■ Consegna
Riscrivi tutti i dati qui sotto cambiando ogni "service" in "system" e lasciando il resto com'è.

+--

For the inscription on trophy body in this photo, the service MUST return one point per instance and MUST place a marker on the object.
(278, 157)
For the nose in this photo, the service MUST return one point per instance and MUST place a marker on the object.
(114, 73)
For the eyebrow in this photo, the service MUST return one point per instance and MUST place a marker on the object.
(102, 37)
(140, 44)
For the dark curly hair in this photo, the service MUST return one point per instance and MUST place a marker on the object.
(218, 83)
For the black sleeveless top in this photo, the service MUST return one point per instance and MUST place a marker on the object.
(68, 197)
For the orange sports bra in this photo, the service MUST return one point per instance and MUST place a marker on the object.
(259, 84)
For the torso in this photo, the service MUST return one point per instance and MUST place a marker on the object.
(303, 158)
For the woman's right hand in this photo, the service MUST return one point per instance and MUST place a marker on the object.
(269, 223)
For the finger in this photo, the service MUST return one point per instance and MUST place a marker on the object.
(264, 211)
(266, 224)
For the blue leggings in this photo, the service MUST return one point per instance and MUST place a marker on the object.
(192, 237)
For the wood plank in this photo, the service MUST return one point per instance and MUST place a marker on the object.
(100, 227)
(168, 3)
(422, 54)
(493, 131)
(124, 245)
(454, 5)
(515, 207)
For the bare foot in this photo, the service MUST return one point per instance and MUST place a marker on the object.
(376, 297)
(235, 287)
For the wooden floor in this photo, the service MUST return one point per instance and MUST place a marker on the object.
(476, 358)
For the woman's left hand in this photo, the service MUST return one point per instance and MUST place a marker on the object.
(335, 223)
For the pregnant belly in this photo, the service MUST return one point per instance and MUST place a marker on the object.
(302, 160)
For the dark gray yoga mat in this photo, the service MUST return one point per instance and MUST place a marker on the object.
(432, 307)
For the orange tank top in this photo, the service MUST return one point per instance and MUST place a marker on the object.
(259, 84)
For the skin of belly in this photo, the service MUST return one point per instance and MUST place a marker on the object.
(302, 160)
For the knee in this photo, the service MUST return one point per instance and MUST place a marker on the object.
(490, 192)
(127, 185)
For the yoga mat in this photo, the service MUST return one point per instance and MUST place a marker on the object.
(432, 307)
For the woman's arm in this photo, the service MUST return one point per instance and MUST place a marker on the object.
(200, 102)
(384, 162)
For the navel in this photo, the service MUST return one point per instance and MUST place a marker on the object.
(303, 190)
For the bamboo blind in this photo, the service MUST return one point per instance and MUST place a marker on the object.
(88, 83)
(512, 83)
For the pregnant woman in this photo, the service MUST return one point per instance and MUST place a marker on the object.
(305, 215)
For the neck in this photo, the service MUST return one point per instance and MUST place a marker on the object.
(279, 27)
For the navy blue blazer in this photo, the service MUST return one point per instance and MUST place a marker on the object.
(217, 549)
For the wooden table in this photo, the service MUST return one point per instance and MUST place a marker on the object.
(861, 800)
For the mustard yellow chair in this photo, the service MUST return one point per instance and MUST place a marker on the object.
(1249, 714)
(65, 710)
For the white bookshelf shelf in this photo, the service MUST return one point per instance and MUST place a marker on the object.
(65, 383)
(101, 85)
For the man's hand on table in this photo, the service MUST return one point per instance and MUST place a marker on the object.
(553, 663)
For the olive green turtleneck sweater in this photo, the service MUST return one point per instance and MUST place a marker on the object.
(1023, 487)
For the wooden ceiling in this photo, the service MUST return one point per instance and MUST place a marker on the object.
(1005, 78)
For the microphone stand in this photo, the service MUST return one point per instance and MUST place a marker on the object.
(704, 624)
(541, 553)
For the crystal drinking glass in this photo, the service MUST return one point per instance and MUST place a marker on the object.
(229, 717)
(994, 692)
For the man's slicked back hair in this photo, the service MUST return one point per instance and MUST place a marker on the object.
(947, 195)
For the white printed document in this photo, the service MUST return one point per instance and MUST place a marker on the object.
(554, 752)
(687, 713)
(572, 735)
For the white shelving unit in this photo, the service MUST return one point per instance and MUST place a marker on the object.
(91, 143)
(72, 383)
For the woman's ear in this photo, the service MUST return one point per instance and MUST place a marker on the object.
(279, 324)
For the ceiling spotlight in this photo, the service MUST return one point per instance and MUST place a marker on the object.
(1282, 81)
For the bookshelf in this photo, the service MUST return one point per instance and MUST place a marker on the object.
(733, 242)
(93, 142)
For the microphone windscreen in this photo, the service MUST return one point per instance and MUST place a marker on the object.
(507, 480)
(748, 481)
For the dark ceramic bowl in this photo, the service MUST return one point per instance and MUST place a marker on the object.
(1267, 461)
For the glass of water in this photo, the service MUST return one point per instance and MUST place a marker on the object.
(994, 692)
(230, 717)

+--

■ Risultato qui sotto
For the inscription on trophy body in this photo, the system MUST return one point per instance and MUST place a marker on the object.
(278, 157)
For the nose in this photo, the system MUST return one point per instance and MUST place a marker on the object.
(114, 73)
For the eyebrow in this photo, the system MUST return one point per instance and MUST place a marker on the object.
(102, 37)
(140, 44)
For the dark curly hair in this photo, the system MUST return one point per instance and MUST place a marker on the object.
(218, 83)
For the black sleeveless top in this photo, the system MUST return one point per instance and MUST place a marker on the object.
(68, 197)
For the orange sports bra in this photo, the system MUST return one point per instance and MUST place a marker on the object.
(259, 84)
For the torso in this photo, the system MUST return one point per instance and MUST place a marker on the object.
(303, 158)
For the woman's right hand in this photo, the system MUST return one point per instance and MUST place a marker on the object.
(269, 223)
For the finger in this photo, the system MUST return one point per instance and MUST place a marker on the object.
(264, 211)
(266, 224)
For the blue leggings in this photo, the system MUST return one point per instance and MUST place a marker on the object.
(192, 237)
For the wood plank in this photo, the system MUST return one point per instance and MUST place a marker on the object.
(100, 227)
(168, 3)
(422, 54)
(493, 131)
(124, 245)
(454, 5)
(515, 207)
For the bare foot in this photo, the system MUST return one point per instance and MUST place a marker on the object.
(376, 297)
(235, 287)
For the wooden floor in this photo, the system MUST return one point per instance and MUST place a marker on the object.
(476, 358)
For the woman's left hand in this photo, the system MUST return one point per instance and MUST place a marker on the object.
(335, 223)
For the pregnant belly in this photo, the system MUST return one point per instance and MUST place a marker on the object.
(302, 160)
For the dark gray yoga mat in this photo, the system MUST return one point per instance and MUST place a marker on the object.
(432, 307)
For the orange tank top in this photo, the system MUST return one point per instance and MUST place a marker on the object.
(259, 84)
For the skin of belly in this photo, the system MUST return one point per instance and MUST place a marker on the object.
(302, 160)
For the knee in this photo, the system MUST return one point per instance and MUST place a marker on the object.
(490, 192)
(127, 185)
For the yoga mat in this photo, the system MUST return one point per instance and MUST place a marker on the object.
(432, 307)
For the woman's arm in this photo, the system MUST return one point per instance and MUST place a marker on the object.
(200, 102)
(384, 162)
For the navel in this photo, the system MUST return one point per instance and MUST place a marker on the object.
(303, 190)
For the bamboo blind in this photo, the system MUST return one point per instance and MUST place a marker on the object.
(88, 83)
(512, 83)
For the pregnant woman in this photo, the system MUST return one point per instance and MUST place a marker on the object.
(305, 215)
For the neck in this photo, the system MUST return one point per instance and MUST place a marker on the object.
(279, 27)
For the navy blue blazer in this photo, the system MUST return one point per instance and MUST place a marker on the object.
(217, 549)
For the wooden table in this photo, the system MUST return one point per instance and MUST place a marker on the object.
(861, 800)
For the mustard yellow chair in this photo, the system MUST return one point per instance and MUST place a marker on the object.
(1249, 714)
(65, 710)
For the white bookshelf shelf in this photo, the system MUST return one point per instance and MUST place a marker on the object.
(65, 383)
(101, 85)
For the man's hand on table in this photo, the system MUST return one point per instance and MUST place a marker on the object.
(553, 663)
For the olive green turtleneck sweater in this photo, the system MUST return one point per instance and MUST place a marker on the object.
(1023, 487)
For the wooden ceiling in this photo, the system MUST return one point per instance and MUST place a marker on the object.
(1005, 78)
For the microphone stand in this photo, the system MUST return one point per instance and MUST place a marker on the object.
(704, 624)
(541, 553)
For the crystal drinking glass in this photo, the system MUST return one point per instance and MUST place a marker on the object.
(229, 717)
(994, 692)
For the man's slicked back hair in this photo, the system MUST return one point per instance and MUST place a marker on the object.
(947, 195)
For the white printed document in this photo, the system MUST return one point per instance and MUST place a marker on the object.
(554, 752)
(687, 713)
(572, 735)
For the white shelving unit in this photo, the system MUST return one point per instance and MUST place a marker on the object.
(91, 143)
(72, 383)
For the woman's ear in this photo, the system MUST return one point per instance and MUST place a marker on the object.
(279, 324)
For the ceiling spotlight in this photo, the system MUST return one point per instance and MUST place a marker on the object.
(1282, 81)
For the bookshelf in this photo, the system MUST return one point per instance and MUST place a marker on the object.
(733, 242)
(93, 142)
For the microphone windscreen in this photo, the system MUST return one point per instance and MUST place a marker on the object.
(507, 480)
(748, 481)
For the dark ceramic bowl in this photo, the system MUST return one point per instance and MUST place a marker on the object.
(1267, 461)
For the glass of water in this photo, the system MUST return one point per instance and MUST place a marker on the object.
(994, 692)
(230, 717)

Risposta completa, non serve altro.